• Text extract:
* * * * * * * * *

23.1    Consent of Gunderson Dettmer Stough Villeneuve Franklin & Hachigian, LLP (included in Exhibit 5.1).
23.2*    Consent of PricewaterhouseCoopers LLP.
24.1    Power of Attorney (included on the signature page of the Company’s Registration Statement on Form S-1/A (File No: 333-253759), filed with the SEC on March 9, 2021).
107*   

Filing Fee Table

 

*

Filed herewith.

The schedules and exhibits to this agreement have been omitted pursuant to Item 601(a)(2) of Regulation S-K. A copy of any omitted schedule and/or exhibit will be furnished to the SEC upon request.

 

Item 17.

Undertakings.

The undersigned registrant, hereby undertakes:

 

  (1)

To file, during any period in which offers or sales are being made, a post-effective amendment to this registration statement:

 

  i.

To include any prospectus required by Section 10(a)(3) of the Securities Act;

 

  ii.

* * * * * * * * *

• Supplied records:

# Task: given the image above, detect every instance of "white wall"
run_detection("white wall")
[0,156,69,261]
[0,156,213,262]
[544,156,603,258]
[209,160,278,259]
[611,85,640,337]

* * * * * * * * *

• Problems:
- A) In one to three sentences, explain why the filing excerpt says the schedules and exhibits to the agreement have been omitted.
- B) Supply what comes next in the filing excerpt, starting right after its final "ii."
The rows have no connection to the filing excerpt.

• The results:
- A) They were omitted pursuant to Item 601(a)(2) of Regulation S-K. A copy of any omitted schedule or exhibit will be furnished to the SEC upon request.

- B)
To reflect in the prospectus any facts or events arising after the effective date of the registration statement (or the most recent post-effective amendment thereof) which, individually or in the aggregate, represent a fundamental change in the information set forth in the registration statement. Notwithstanding the foregoing, any increase or decrease in volume of securities offered (if the total dollar value of securities offered would not exceed that which was registered) and any deviation from the low or high end of the estimated maximum offering range may be reflected in the form of prospectus filed with the SEC pursuant to Rule 424(b) if, in the aggregate, the changes in volume and price represent no more than a 20% change in the maximum aggregate offering price set forth in the “Calculation of Registration Fee” table in the effective registration statement; and

 

  iii.

To include any material information with respect to the plan of distribution not previously disclosed in the registration statement or any material change to such information in the registration statement.

 

  (2)

That, for the purpose of determining any liability under the Securities Act, each such post- effective amendment shall be deemed to be a new registration statement relating to the securities offered therein, and the offering of such securities at that time shall be deemed to be the initial bona fide offering thereof.

 

  (3)

To remove from registration by means of a post-effective amendment any of the securities being registered which remain unsold at the termination of the offering.

 

  (4)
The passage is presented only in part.